▶ [Objective]: Rewrite the rows below, changing each "MUST" to "SHALL" and keeping everything else the same.

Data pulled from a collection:
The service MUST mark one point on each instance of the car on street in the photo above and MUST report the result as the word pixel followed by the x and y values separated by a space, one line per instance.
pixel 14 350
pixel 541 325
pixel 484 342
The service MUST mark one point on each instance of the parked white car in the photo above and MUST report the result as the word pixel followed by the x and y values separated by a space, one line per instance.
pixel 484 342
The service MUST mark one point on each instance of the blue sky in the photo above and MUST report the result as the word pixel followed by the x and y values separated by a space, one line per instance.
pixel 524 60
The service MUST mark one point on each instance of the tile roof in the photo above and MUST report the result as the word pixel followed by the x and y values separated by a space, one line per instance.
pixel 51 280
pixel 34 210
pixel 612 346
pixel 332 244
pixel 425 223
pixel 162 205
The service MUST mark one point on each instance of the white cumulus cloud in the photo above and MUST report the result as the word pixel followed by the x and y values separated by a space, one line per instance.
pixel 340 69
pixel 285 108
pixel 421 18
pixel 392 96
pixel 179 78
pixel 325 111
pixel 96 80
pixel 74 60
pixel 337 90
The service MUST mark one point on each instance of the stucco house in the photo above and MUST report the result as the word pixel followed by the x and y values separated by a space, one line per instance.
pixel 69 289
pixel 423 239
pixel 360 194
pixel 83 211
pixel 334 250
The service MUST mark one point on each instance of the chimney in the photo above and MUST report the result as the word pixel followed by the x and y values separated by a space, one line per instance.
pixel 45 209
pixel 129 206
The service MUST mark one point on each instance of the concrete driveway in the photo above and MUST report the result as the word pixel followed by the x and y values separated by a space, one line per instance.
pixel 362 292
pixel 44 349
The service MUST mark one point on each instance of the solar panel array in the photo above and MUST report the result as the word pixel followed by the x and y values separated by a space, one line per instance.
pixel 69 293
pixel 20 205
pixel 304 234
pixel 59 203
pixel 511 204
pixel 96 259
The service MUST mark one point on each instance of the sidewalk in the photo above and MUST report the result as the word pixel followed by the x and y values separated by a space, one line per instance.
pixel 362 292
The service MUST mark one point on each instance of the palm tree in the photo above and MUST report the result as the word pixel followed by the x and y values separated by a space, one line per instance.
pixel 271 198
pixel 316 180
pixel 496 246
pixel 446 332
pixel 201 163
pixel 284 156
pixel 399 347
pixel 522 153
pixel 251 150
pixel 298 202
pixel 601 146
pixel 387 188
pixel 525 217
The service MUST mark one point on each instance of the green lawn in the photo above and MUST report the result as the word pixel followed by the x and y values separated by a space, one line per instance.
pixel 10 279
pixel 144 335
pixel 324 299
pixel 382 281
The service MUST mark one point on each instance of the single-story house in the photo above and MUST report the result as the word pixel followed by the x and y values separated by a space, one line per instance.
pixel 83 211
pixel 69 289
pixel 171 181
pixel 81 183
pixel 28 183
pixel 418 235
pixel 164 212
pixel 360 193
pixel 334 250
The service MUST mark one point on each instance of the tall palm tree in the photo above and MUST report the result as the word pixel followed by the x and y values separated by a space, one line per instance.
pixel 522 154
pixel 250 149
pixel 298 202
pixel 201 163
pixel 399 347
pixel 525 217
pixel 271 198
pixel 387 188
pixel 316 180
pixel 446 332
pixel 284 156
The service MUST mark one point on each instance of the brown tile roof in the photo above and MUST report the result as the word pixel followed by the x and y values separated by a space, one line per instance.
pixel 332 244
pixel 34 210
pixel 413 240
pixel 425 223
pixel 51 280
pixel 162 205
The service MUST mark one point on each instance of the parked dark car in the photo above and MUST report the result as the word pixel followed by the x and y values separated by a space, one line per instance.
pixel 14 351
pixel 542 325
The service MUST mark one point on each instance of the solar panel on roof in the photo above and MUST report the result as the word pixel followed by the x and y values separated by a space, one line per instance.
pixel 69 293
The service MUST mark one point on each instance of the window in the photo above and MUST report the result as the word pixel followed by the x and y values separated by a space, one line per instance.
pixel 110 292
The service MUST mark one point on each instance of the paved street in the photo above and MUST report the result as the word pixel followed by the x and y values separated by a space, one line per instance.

▶ [Written solution]:
The service SHALL mark one point on each instance of the car on street in the photo above and SHALL report the result as the word pixel followed by the x and y values separated by a space, one line per instance.
pixel 14 350
pixel 541 325
pixel 484 342
The service SHALL mark one point on each instance of the parked white car in the photo above and SHALL report the result as the word pixel followed by the x and y values separated by a space, one line per instance.
pixel 484 342
The service SHALL mark one point on each instance of the blue sky in the photo above and SHALL report the result as the word pixel followed by the x and y values separated by a space, one line per instance.
pixel 524 60
The service SHALL mark one point on each instance of the tile roof in the photo above and SHALL report the result as the word pixel followed by the x and y values separated by a space, one line per instance.
pixel 51 280
pixel 34 210
pixel 612 346
pixel 332 244
pixel 425 223
pixel 162 205
The service SHALL mark one point on each instance of the white cumulus cloud in the photo above and SHALL report the result as the word pixel followed by the x and y values separated by a space, one line per instance.
pixel 340 69
pixel 285 108
pixel 421 18
pixel 392 96
pixel 179 78
pixel 325 111
pixel 96 80
pixel 74 60
pixel 337 90
The service SHALL mark one point on each instance of the stucco house in the photo above and SHALL report the result as the word pixel followed by the x and y values separated by a space, one line per instance.
pixel 69 289
pixel 423 239
pixel 360 194
pixel 83 211
pixel 334 250
The service SHALL mark one point on each instance of the chimney in the photo above and SHALL report the result as the word pixel followed by the x and y values separated by a space, one line per instance.
pixel 45 209
pixel 129 206
The service SHALL mark one point on each instance of the concrete driveway in the photo above and SHALL report the result as the word pixel followed by the x and y values separated by a space, one line per instance.
pixel 362 292
pixel 44 349
The service SHALL mark one point on each instance of the solar panel array in the photo above and SHALL report the result as the word pixel followed by the x and y values separated by a space, one line per instance.
pixel 69 293
pixel 20 205
pixel 304 234
pixel 59 203
pixel 511 204
pixel 96 259
The service SHALL mark one point on each instance of the sidewalk in the photo above and SHALL report the result as the word pixel followed by the x and y values separated by a space, one line per instance.
pixel 362 292
The service SHALL mark one point on each instance of the palm tree in the photo above and SHALL report the result as the word pixel followed by the x and y values separated by a space, one line per instance.
pixel 271 198
pixel 316 180
pixel 496 246
pixel 446 332
pixel 201 163
pixel 284 156
pixel 399 347
pixel 522 153
pixel 251 150
pixel 298 202
pixel 601 146
pixel 387 188
pixel 525 217
The service SHALL mark one point on each instance of the green lawn in the photo above and SHALL report the result as the word pixel followed by the x and y values separated by a space, one line per instance.
pixel 10 279
pixel 144 335
pixel 324 299
pixel 382 281
The service SHALL mark one point on each instance of the single-story house in the photo above and SHALL report the result as the word pixel followed by the x and y values separated by a space, one line per instance.
pixel 83 211
pixel 69 289
pixel 171 181
pixel 81 183
pixel 28 183
pixel 418 235
pixel 164 212
pixel 360 193
pixel 334 250
The service SHALL mark one point on each instance of the tall palm tree in the photo above and SHALL report the result as the word pixel followed by the x and y values separated by a space, one line per instance.
pixel 522 154
pixel 250 149
pixel 298 202
pixel 201 163
pixel 399 347
pixel 525 217
pixel 271 198
pixel 387 188
pixel 316 180
pixel 446 332
pixel 284 156
The service SHALL mark one point on each instance of the brown tile roof in the photo above and SHALL report the result as the word pixel followed by the x and y values separated by a space, one line per instance.
pixel 332 244
pixel 34 210
pixel 413 240
pixel 425 223
pixel 51 280
pixel 162 205
The service SHALL mark one point on each instance of the parked dark car in the photo above and SHALL report the result as the word pixel followed by the x and y values separated by a space, one line per instance.
pixel 14 351
pixel 542 325
The service SHALL mark one point on each instance of the solar panel on roof in the photo above and SHALL report the result as the word pixel followed by the x and y values separated by a space, one line per instance.
pixel 69 293
The service SHALL mark one point on each instance of the window in the photo above and SHALL report the result as the word pixel followed by the x and y values separated by a space, one line per instance.
pixel 110 292
The service SHALL mark one point on each instance of the paved street in the photo above and SHALL report the result as the word pixel followed by the x and y values separated by a space, one line per instance.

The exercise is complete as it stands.